State how many lines of the records include the word "green"; the reply is that number alone.
----- Provided material -----
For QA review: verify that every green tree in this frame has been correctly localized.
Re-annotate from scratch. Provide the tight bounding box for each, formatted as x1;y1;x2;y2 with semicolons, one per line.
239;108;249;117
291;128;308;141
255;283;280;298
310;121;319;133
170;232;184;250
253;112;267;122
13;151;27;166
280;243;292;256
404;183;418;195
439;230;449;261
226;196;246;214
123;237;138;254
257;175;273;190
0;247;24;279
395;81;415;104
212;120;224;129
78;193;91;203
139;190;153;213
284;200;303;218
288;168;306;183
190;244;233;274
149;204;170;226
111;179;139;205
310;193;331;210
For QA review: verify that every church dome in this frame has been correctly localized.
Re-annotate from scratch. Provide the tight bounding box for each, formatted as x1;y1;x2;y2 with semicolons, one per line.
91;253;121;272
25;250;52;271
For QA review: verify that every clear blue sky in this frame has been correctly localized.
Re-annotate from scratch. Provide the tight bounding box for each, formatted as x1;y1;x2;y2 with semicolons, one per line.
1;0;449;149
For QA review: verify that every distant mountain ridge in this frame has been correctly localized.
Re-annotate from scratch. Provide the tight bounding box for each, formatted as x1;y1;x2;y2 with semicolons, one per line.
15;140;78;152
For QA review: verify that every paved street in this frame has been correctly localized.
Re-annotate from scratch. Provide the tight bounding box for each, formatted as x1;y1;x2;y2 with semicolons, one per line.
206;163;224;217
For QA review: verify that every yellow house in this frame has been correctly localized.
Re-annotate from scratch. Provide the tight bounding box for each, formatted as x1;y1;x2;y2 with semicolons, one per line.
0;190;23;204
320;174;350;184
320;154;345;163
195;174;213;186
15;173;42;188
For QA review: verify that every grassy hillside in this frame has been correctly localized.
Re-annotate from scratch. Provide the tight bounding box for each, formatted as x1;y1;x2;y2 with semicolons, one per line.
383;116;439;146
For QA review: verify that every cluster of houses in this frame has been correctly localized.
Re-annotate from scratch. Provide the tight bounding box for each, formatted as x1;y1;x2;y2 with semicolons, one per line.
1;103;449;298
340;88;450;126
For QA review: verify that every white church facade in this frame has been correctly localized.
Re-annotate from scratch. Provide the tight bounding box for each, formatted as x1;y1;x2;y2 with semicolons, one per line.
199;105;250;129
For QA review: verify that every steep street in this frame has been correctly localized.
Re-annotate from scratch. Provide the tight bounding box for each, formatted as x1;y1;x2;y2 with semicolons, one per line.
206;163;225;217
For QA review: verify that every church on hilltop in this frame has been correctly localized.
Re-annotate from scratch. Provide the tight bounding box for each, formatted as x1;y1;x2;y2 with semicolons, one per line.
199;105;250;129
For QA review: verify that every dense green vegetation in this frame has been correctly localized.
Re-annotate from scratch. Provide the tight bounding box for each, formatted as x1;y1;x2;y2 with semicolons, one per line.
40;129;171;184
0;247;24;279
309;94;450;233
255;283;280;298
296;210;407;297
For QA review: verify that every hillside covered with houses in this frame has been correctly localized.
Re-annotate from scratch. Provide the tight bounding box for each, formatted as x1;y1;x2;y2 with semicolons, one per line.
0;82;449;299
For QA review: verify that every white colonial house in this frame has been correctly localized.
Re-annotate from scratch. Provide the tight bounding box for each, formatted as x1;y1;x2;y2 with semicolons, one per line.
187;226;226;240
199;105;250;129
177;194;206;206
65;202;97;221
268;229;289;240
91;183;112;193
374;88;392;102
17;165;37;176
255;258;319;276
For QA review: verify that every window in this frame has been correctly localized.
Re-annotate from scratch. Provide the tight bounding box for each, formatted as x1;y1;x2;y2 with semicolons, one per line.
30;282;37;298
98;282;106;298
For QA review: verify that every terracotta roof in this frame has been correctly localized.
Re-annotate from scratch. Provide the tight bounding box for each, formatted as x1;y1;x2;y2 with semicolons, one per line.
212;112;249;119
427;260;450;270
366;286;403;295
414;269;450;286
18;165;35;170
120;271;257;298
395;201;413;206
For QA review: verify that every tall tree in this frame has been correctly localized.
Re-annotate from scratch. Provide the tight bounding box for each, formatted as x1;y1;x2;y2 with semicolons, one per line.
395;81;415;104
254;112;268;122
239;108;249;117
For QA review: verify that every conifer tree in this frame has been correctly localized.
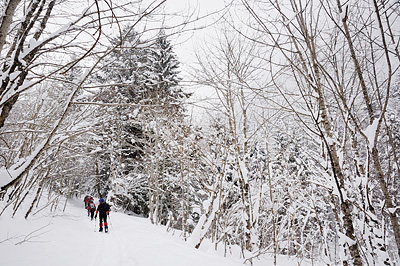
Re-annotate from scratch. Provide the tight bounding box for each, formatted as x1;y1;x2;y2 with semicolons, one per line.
89;27;191;219
144;30;189;108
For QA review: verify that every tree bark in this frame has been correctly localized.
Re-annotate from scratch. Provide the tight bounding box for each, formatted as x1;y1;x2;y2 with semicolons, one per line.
0;0;22;54
338;0;400;257
313;40;363;265
371;146;400;258
0;93;19;128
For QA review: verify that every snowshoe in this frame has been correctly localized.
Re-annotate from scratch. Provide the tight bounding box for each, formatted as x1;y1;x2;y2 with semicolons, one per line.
99;227;103;232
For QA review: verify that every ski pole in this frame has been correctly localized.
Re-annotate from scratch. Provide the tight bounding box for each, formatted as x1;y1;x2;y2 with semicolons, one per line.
108;214;112;228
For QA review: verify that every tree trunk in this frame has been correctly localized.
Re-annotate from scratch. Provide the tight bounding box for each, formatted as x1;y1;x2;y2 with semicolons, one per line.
0;0;22;54
315;55;363;265
371;146;400;258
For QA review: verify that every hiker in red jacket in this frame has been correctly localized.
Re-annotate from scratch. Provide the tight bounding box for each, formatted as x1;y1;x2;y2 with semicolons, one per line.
95;198;111;233
88;200;96;220
84;196;94;216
-----
*Reply to the task*
2